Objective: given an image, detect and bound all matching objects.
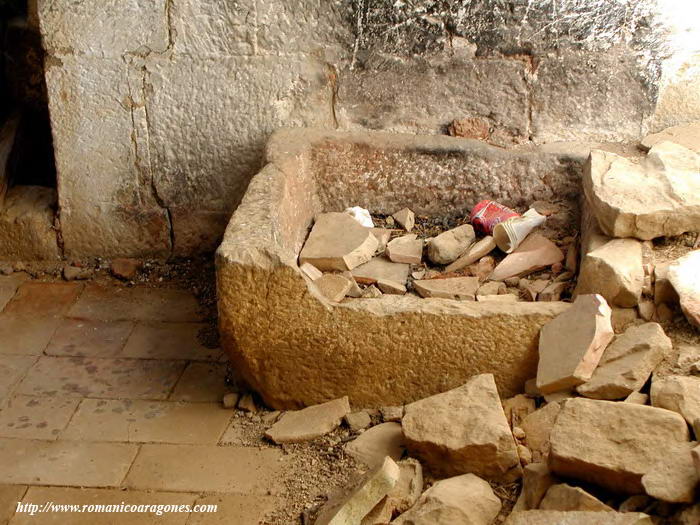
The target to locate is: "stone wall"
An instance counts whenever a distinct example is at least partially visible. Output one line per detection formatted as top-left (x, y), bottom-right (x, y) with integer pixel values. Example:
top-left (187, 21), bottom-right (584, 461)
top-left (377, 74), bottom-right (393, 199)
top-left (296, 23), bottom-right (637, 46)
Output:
top-left (38, 0), bottom-right (700, 257)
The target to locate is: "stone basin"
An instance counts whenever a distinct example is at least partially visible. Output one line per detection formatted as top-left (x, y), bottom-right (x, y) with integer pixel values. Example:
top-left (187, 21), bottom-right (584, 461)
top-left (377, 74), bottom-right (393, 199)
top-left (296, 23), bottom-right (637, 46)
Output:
top-left (216, 129), bottom-right (586, 409)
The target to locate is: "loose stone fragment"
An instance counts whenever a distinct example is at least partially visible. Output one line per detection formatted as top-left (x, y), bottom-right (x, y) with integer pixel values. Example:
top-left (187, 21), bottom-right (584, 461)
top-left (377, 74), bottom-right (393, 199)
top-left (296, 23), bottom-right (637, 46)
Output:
top-left (315, 458), bottom-right (400, 525)
top-left (428, 224), bottom-right (476, 264)
top-left (576, 239), bottom-right (644, 308)
top-left (576, 323), bottom-right (673, 400)
top-left (413, 277), bottom-right (479, 301)
top-left (386, 233), bottom-right (423, 264)
top-left (345, 423), bottom-right (406, 467)
top-left (583, 142), bottom-right (700, 240)
top-left (445, 235), bottom-right (496, 272)
top-left (650, 376), bottom-right (700, 425)
top-left (345, 410), bottom-right (372, 432)
top-left (265, 398), bottom-right (354, 443)
top-left (540, 483), bottom-right (614, 512)
top-left (503, 510), bottom-right (654, 525)
top-left (299, 213), bottom-right (379, 271)
top-left (352, 257), bottom-right (410, 284)
top-left (299, 263), bottom-right (323, 281)
top-left (314, 273), bottom-right (352, 303)
top-left (520, 403), bottom-right (561, 461)
top-left (668, 250), bottom-right (700, 328)
top-left (392, 208), bottom-right (416, 232)
top-left (537, 295), bottom-right (614, 394)
top-left (490, 233), bottom-right (564, 281)
top-left (392, 474), bottom-right (501, 525)
top-left (642, 443), bottom-right (700, 503)
top-left (402, 374), bottom-right (521, 480)
top-left (377, 279), bottom-right (406, 295)
top-left (549, 398), bottom-right (689, 494)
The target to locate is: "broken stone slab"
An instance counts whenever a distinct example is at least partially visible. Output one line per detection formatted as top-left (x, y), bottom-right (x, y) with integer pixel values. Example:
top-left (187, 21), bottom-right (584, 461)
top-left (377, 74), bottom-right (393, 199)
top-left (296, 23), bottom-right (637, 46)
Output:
top-left (313, 273), bottom-right (352, 303)
top-left (377, 279), bottom-right (407, 295)
top-left (537, 295), bottom-right (614, 394)
top-left (539, 483), bottom-right (614, 512)
top-left (265, 398), bottom-right (354, 444)
top-left (576, 239), bottom-right (644, 308)
top-left (413, 277), bottom-right (479, 301)
top-left (299, 213), bottom-right (379, 272)
top-left (386, 233), bottom-right (423, 264)
top-left (520, 403), bottom-right (561, 462)
top-left (315, 457), bottom-right (400, 525)
top-left (642, 442), bottom-right (700, 503)
top-left (583, 142), bottom-right (700, 240)
top-left (428, 224), bottom-right (476, 264)
top-left (345, 422), bottom-right (406, 468)
top-left (548, 398), bottom-right (689, 494)
top-left (445, 235), bottom-right (496, 272)
top-left (392, 474), bottom-right (502, 525)
top-left (642, 122), bottom-right (700, 153)
top-left (650, 375), bottom-right (700, 425)
top-left (360, 458), bottom-right (423, 525)
top-left (392, 208), bottom-right (416, 232)
top-left (668, 250), bottom-right (700, 328)
top-left (490, 233), bottom-right (564, 281)
top-left (576, 323), bottom-right (673, 400)
top-left (402, 374), bottom-right (521, 480)
top-left (352, 256), bottom-right (410, 284)
top-left (503, 510), bottom-right (654, 525)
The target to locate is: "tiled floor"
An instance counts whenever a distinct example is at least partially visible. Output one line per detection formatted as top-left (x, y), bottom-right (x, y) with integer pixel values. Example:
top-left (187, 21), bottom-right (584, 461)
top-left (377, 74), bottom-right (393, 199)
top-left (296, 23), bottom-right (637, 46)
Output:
top-left (0, 276), bottom-right (285, 525)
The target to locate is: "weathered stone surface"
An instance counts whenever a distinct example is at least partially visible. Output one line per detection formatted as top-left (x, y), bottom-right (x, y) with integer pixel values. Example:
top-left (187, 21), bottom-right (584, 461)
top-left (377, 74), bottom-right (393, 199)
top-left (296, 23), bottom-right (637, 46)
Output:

Set problem: Reproduce all of the records above word for word, leaving out the pictures.

Output:
Objective: given an image, detect and bound all matching objects.
The target to locate is: "stone wall"
An instance counts whenever a distinct example is at least partially visible. Output one line per detection formatted as top-left (x, y), bottom-right (x, y) with integer pixel values. Example:
top-left (187, 21), bottom-right (584, 461)
top-left (377, 74), bottom-right (393, 199)
top-left (296, 23), bottom-right (637, 46)
Output:
top-left (38, 0), bottom-right (700, 257)
The target to locate is: "stone basin"
An instance counts whenever a distinct example is at least partially visible. Output one line per detection formatted as top-left (x, y), bottom-right (x, y) with integer pixel values. Example:
top-left (187, 21), bottom-right (584, 461)
top-left (377, 74), bottom-right (393, 199)
top-left (296, 23), bottom-right (637, 46)
Output:
top-left (216, 129), bottom-right (586, 409)
The target to locate is: "loose stone fragment"
An instance counts whenever a distinct example is at least partially visible. Output one line per detection formatted as top-left (x, y), bottom-right (x, y) with integer pixel values. Example:
top-left (187, 21), bottom-right (584, 461)
top-left (377, 74), bottom-right (393, 199)
top-left (296, 23), bottom-right (637, 46)
Output:
top-left (315, 458), bottom-right (400, 525)
top-left (428, 224), bottom-right (476, 264)
top-left (576, 239), bottom-right (644, 308)
top-left (576, 323), bottom-right (673, 400)
top-left (413, 277), bottom-right (479, 301)
top-left (386, 233), bottom-right (423, 264)
top-left (345, 423), bottom-right (406, 467)
top-left (583, 142), bottom-right (700, 240)
top-left (445, 235), bottom-right (496, 272)
top-left (650, 376), bottom-right (700, 425)
top-left (345, 410), bottom-right (372, 432)
top-left (265, 398), bottom-right (354, 443)
top-left (540, 483), bottom-right (614, 512)
top-left (503, 510), bottom-right (654, 525)
top-left (299, 213), bottom-right (379, 271)
top-left (352, 257), bottom-right (410, 284)
top-left (299, 263), bottom-right (323, 281)
top-left (314, 273), bottom-right (352, 303)
top-left (520, 403), bottom-right (561, 461)
top-left (668, 250), bottom-right (700, 328)
top-left (392, 208), bottom-right (416, 232)
top-left (537, 295), bottom-right (614, 394)
top-left (490, 233), bottom-right (564, 281)
top-left (392, 474), bottom-right (501, 525)
top-left (642, 443), bottom-right (700, 503)
top-left (402, 374), bottom-right (521, 480)
top-left (377, 279), bottom-right (406, 295)
top-left (549, 398), bottom-right (689, 494)
The target to locate is: "broken stone slab"
An instance counts whenever a distinct example is at least partially visible. Output one line per detection formatted as top-left (x, y), bottom-right (x, y) with integer pixel values. Example:
top-left (187, 21), bottom-right (584, 461)
top-left (377, 74), bottom-right (393, 199)
top-left (296, 23), bottom-right (637, 46)
Output:
top-left (313, 273), bottom-right (352, 303)
top-left (377, 279), bottom-right (407, 295)
top-left (537, 295), bottom-right (614, 394)
top-left (539, 483), bottom-right (614, 512)
top-left (265, 398), bottom-right (354, 444)
top-left (576, 239), bottom-right (644, 308)
top-left (413, 277), bottom-right (479, 301)
top-left (299, 213), bottom-right (379, 272)
top-left (386, 233), bottom-right (423, 264)
top-left (520, 403), bottom-right (561, 462)
top-left (315, 457), bottom-right (400, 525)
top-left (642, 442), bottom-right (700, 503)
top-left (583, 142), bottom-right (700, 240)
top-left (428, 224), bottom-right (476, 264)
top-left (345, 422), bottom-right (406, 468)
top-left (548, 398), bottom-right (689, 494)
top-left (445, 235), bottom-right (496, 272)
top-left (392, 474), bottom-right (502, 525)
top-left (642, 122), bottom-right (700, 153)
top-left (650, 375), bottom-right (700, 425)
top-left (360, 458), bottom-right (423, 525)
top-left (392, 208), bottom-right (416, 232)
top-left (668, 250), bottom-right (700, 328)
top-left (490, 233), bottom-right (564, 281)
top-left (576, 323), bottom-right (673, 400)
top-left (402, 374), bottom-right (521, 480)
top-left (352, 256), bottom-right (410, 284)
top-left (503, 510), bottom-right (654, 525)
The target to locate is: "tiled floor"
An instance counts whenever a distinct example is at least partially visible. Output one line per detection formatted as top-left (x, y), bottom-right (x, y) with integer pixel values. Example:
top-left (187, 21), bottom-right (584, 461)
top-left (377, 74), bottom-right (393, 199)
top-left (296, 23), bottom-right (637, 46)
Output:
top-left (0, 276), bottom-right (285, 525)
The target to locate is: "weathered stone surface"
An instance counts whenever a distinct example is at least partially visible. Output one line per detection formatted as top-left (x, y), bottom-right (x, y) with integer pixel values. Example:
top-left (187, 21), bottom-right (584, 461)
top-left (377, 74), bottom-right (393, 199)
top-left (296, 23), bottom-right (637, 46)
Output:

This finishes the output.